DPRD Bali Desak Pemerintah Pusat Atasi Gelombang PHK di Sektor Pariwisata

Gelombang pemutusan hubungan kerja (PHK) yang melanda Bali menjadi sorotan tajam dari Ketua DPR RI, Puan Maharani. Menyikapi situasi ini, Puan mendesak pemerintah pusat untuk segera mengambil langkah konkret dan terukur dalam menanggulangi dampak PHK yang semakin meluas, khususnya di sektor pariwisata yang menjadi tulang punggung perekonomian Bali.

"Fenomena PHK di Bali adalah sinyal bahwa struktur ketenagakerjaan kita rapuh, terutama di daerah yang mengandalkan satu sektor," tegas Puan dalam keterangan persnya. Ia menekankan bahwa pemerintah tidak bisa lagi menganggap PHK di Bali sebagai kasus sporadis, melainkan sebagai masalah struktural yang memerlukan solusi komprehensif.

Menurut Puan, gelombang PHK ini dapat mengancam pertumbuhan ekonomi, baik karena melemahnya industri maupun menurunnya daya beli masyarakat akibat hilangnya pekerjaan. Ia menyoroti bahwa pemerintah belum memiliki mekanisme yang jelas untuk merespons PHK massal, termasuk skema pelatihan ulang (reskilling) dan dukungan bagi pekerja yang ingin beralih menjadi wirausaha.

"PHK yang meluas dari manufaktur ke pariwisata menunjukkan ketidaksiapan sistem ketenagakerjaan kita," ujar Puan. Ia mendorong pembentukan Gugus Tugas Nasional Penanggulangan PHK, dengan prioritas pada daerah terdampak seperti Bali, Batam, dan kawasan industri lainnya.

Lebih lanjut, Puan menekankan perlunya evaluasi selektif terhadap kebijakan efisiensi anggaran. Ia mengingatkan bahwa efisiensi anggaran harus tetap mendukung ekonomi kerakyatan, dan sektor-sektor dengan efek pengganda tinggi seperti MICE tidak boleh disamakan dengan belanja birokrasi biasa.

Selain itu, Puan juga meminta pemerintah untuk mengintegrasikan program pelatihan digital, peralihan sektor kerja, dan penguatan UMKM berbasis pariwisata antara Kementerian Tenaga Kerja dan Kementerian Pariwisata. Ia juga mengusulkan insentif khusus bagi sektor hospitality dan manufaktur yang banyak menyerap tenaga kerja lokal.

(Butir Data)
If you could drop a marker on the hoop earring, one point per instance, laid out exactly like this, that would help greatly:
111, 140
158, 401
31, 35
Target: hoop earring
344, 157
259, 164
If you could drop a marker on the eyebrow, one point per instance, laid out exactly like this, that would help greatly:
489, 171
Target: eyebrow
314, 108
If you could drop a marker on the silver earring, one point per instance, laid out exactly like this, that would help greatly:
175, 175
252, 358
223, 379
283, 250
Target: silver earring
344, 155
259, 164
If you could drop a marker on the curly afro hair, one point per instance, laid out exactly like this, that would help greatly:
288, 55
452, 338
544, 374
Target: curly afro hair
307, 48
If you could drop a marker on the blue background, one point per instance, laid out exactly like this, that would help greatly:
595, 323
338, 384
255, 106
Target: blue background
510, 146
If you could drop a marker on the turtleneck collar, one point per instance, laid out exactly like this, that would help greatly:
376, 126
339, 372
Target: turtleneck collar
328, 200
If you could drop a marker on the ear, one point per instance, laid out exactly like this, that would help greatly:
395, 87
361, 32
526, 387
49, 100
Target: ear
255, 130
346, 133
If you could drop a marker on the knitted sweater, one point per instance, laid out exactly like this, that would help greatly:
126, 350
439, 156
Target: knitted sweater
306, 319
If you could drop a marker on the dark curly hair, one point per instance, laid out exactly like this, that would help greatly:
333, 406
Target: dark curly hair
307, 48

...

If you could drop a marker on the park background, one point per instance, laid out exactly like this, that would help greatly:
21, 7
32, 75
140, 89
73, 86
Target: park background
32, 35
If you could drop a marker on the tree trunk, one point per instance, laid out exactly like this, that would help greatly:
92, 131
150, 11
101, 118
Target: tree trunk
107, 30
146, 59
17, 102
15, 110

* **PERINTAH TUGAS**:
Kutip dari teks bacaan bagian mulai "Selain itu, Puan" sampai dengan "tenaga kerja lokal." tanpa mengubah satu kata pun. Kerjakan semuanya hanya berdasarkan teks bacaan.

* **RUANG JAWABAN**:
Selain itu, Puan juga meminta pemerintah untuk mengintegrasikan program pelatihan digital, peralihan sektor kerja, dan penguatan UMKM berbasis pariwisata antara Kementerian Tenaga Kerja dan Kementerian Pariwisata. Ia juga mengusulkan insentif khusus bagi sektor hospitality dan manufaktur yang banyak menyerap tenaga kerja lokal.